Task objective>
Copy the records below word for word, keeping every line in its original order.

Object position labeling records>
----------------------------------------

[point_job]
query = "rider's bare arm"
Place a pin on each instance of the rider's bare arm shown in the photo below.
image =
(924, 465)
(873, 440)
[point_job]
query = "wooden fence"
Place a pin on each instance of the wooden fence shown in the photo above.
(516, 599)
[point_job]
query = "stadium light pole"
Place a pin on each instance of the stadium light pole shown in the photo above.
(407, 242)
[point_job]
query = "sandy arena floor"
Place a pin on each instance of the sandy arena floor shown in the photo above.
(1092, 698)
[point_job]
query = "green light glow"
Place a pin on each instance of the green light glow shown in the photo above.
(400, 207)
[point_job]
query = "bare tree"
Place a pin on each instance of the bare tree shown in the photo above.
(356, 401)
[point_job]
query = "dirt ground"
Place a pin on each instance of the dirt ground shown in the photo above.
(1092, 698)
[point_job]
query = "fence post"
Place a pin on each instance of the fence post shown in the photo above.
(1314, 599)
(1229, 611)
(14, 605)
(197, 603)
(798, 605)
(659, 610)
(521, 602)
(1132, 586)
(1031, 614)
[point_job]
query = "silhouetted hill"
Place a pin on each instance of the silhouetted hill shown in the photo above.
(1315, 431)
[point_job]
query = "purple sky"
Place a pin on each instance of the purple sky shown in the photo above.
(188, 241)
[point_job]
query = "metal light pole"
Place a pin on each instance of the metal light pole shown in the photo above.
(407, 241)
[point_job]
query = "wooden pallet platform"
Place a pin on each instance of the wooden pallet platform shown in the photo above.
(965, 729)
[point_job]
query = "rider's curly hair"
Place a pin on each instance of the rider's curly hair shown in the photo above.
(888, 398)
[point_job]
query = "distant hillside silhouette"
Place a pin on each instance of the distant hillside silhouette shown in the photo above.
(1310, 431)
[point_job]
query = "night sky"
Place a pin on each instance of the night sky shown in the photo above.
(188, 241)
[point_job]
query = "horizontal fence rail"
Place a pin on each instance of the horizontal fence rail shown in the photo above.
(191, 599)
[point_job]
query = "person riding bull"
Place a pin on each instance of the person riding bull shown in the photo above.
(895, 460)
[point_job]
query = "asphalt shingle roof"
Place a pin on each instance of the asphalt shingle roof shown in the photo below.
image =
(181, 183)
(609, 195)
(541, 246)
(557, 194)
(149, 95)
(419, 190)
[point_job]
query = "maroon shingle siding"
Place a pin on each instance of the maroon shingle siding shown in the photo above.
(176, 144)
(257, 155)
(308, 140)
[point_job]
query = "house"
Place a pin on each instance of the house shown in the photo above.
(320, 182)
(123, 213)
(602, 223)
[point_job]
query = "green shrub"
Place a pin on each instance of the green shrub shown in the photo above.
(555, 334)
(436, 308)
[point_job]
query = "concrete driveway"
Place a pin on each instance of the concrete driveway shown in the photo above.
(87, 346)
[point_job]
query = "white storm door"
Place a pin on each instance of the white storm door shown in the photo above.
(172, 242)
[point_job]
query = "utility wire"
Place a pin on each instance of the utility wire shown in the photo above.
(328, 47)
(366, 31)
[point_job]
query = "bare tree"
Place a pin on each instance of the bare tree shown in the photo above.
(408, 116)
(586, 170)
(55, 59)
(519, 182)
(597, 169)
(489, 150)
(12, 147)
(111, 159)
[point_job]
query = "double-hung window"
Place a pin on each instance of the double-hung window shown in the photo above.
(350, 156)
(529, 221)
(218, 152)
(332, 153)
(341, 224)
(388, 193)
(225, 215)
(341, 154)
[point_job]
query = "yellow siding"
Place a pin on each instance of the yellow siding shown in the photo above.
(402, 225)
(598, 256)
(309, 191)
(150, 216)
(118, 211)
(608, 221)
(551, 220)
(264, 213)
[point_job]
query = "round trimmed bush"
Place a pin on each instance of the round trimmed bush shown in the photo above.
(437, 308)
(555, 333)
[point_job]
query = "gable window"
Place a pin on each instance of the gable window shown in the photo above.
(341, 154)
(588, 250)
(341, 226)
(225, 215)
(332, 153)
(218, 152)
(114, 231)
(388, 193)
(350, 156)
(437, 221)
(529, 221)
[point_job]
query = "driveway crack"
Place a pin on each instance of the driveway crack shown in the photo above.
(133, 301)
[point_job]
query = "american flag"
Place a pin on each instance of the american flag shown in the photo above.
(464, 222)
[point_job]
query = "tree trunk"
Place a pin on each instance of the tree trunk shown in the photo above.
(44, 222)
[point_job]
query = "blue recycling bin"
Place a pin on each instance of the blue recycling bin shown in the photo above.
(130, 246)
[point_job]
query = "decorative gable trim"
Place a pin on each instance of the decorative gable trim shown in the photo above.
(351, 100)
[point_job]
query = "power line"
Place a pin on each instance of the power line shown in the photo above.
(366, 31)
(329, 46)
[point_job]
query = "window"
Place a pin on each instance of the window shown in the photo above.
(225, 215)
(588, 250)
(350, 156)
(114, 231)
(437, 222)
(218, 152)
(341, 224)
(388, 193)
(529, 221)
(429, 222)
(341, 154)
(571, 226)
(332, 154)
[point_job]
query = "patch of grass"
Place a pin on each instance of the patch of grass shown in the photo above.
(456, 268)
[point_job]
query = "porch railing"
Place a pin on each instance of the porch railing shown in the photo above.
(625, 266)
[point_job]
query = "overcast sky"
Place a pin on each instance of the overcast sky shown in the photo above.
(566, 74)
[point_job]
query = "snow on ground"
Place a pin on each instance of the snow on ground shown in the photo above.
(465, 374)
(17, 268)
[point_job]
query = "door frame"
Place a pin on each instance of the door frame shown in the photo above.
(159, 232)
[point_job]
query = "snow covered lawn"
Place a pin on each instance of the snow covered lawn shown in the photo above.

----------------------------------------

Solution for this problem>
[point_job]
query = "rider's bare arm"
Place a pin on each instance of the rider's bare arm shown in the photo below.
image =
(924, 465)
(873, 440)
[point_job]
query = "wooden fence"
Place a pin on each instance of the wooden fence shown in the photo above.
(516, 599)
[point_job]
query = "stadium light pole"
Place a pin on each instance of the stadium light pole shown in the photo above.
(407, 242)
[point_job]
query = "sandy arena floor"
Place a pin on each instance of the sandy arena floor shown in the photo above.
(1092, 698)
[point_job]
query = "green light glow"
Place a pin on each instance of the green light glow shown in the photo above.
(400, 207)
[point_job]
query = "bare tree"
Place a pin on each instance of the bare tree shown in the photo above.
(356, 401)
[point_job]
query = "dirt ground"
Place a pin on each instance of the dirt ground shown in the photo above.
(1092, 698)
[point_job]
query = "fence post"
Place a pin on each instance of the fence post shown in the photo above.
(1314, 599)
(1229, 611)
(14, 605)
(197, 603)
(798, 605)
(659, 610)
(521, 602)
(1132, 586)
(1031, 614)
[point_job]
query = "silhouetted hill"
Place a pin on each instance of the silhouetted hill shown in the photo above.
(1315, 431)
[point_job]
query = "purple sky"
Place a pin on each instance of the purple sky shown in the photo above.
(188, 241)
[point_job]
query = "metal light pole"
Place a pin on each instance of the metal light pole shown in the photo above.
(407, 241)
[point_job]
query = "wooden pallet platform"
Place a pin on each instance of the wooden pallet platform shown in the photo above.
(965, 729)
[point_job]
query = "rider's curly hair"
Place a pin on each instance of the rider's curly hair shown in the photo above.
(888, 398)
[point_job]
query = "distant hillside silhouette"
Place a pin on each instance of the distant hillside silhouette shown in the photo above.
(1310, 431)
[point_job]
query = "night sky"
Place a pin on each instance of the night sky shown in the photo above.
(188, 241)
[point_job]
query = "horizontal fence rail"
Place a pin on each instance of the horizontal fence rail shown in the photo above.
(191, 599)
[point_job]
query = "person riding bull"
Place a pin on each instance of the person riding bull shown in the photo above.
(895, 460)
[point_job]
query = "asphalt shingle roof"
Place a pin on each instance of the asphalt shingle roof shown in the photo below.
image =
(181, 183)
(609, 195)
(541, 246)
(557, 194)
(149, 95)
(419, 190)
[point_job]
query = "maroon shingle siding"
Place a pin on each instance of the maroon shingle siding shown in the photo above.
(176, 144)
(257, 155)
(308, 140)
[point_job]
query = "house"
Place a pin on each instance of the house shown in the photo above.
(320, 182)
(123, 213)
(602, 223)
[point_job]
query = "green shrub"
Place a pin on each instance of the green shrub shown in the photo above.
(555, 334)
(436, 308)
[point_job]
query = "concrete driveway"
Place a pin on each instance of the concrete driveway shown in the photo above.
(87, 346)
[point_job]
query = "white storm door"
Place a pin on each instance of the white storm door shown in the photo above.
(172, 242)
[point_job]
query = "utility wire"
Place a pin on each instance of the utility wire shown in the photo above.
(328, 47)
(366, 31)
[point_job]
query = "bare tree"
Place a pin on each instance of the bare tree shown in the photo above.
(408, 116)
(586, 170)
(55, 59)
(519, 182)
(597, 169)
(489, 150)
(12, 147)
(111, 159)
[point_job]
query = "double-hung window"
Place a pin on each instance of the double-hung window shown in the photo above.
(350, 156)
(529, 221)
(218, 152)
(332, 153)
(341, 224)
(388, 193)
(225, 215)
(341, 154)
[point_job]
query = "yellow siding"
Place a pin on each instance of the yellow siding shown in the photo above.
(402, 225)
(598, 256)
(309, 191)
(150, 216)
(118, 211)
(608, 221)
(551, 220)
(264, 213)
[point_job]
query = "round trimmed bush"
Place a pin on each instance of the round trimmed bush shown in the photo above.
(437, 308)
(555, 333)
[point_job]
query = "gable window"
Place a pin on each instance of the gable window shown in the photo above.
(341, 154)
(588, 250)
(341, 226)
(225, 215)
(332, 153)
(218, 152)
(114, 231)
(388, 193)
(350, 156)
(437, 221)
(529, 221)
[point_job]
query = "driveway crack"
Place a pin on each instance of the driveway crack shown in the photo above.
(133, 301)
[point_job]
query = "american flag"
Place a pin on each instance of the american flag shown in the photo above.
(464, 222)
[point_job]
query = "tree trunk"
Place a pin on each instance of the tree trunk shown in the photo above.
(44, 222)
[point_job]
query = "blue recycling bin"
Place a pin on each instance of the blue recycling bin shown in the photo above.
(130, 246)
[point_job]
query = "decorative gable trim"
Place a pin on each instance of the decorative gable trim shown in the photo above.
(351, 100)
[point_job]
query = "power line"
Place a pin on each instance of the power line shown in the photo above.
(366, 31)
(329, 46)
[point_job]
query = "window"
Place a pin on each instance of the window shown in the photo above.
(225, 215)
(588, 250)
(350, 156)
(114, 231)
(437, 222)
(218, 152)
(341, 224)
(388, 193)
(529, 221)
(429, 222)
(341, 154)
(571, 226)
(332, 154)
[point_job]
query = "patch of grass"
Place a pin on each instance of the patch of grass shown in the photo above.
(456, 268)
[point_job]
query = "porch railing"
Place a pin on each instance of the porch railing shown in the photo above.
(625, 266)
[point_job]
query = "overcast sky"
Place a pin on each instance of the overcast sky shown in the photo above.
(566, 74)
[point_job]
query = "snow on ground"
Place a pin on each instance of the snow on ground shown in the photo above.
(465, 374)
(17, 268)
[point_job]
query = "door frame"
Place a pin on each instance of the door frame shown in the photo above.
(159, 232)
[point_job]
query = "snow covered lawn"
Place a pin on each instance of the snow covered lawn shown in the photo above.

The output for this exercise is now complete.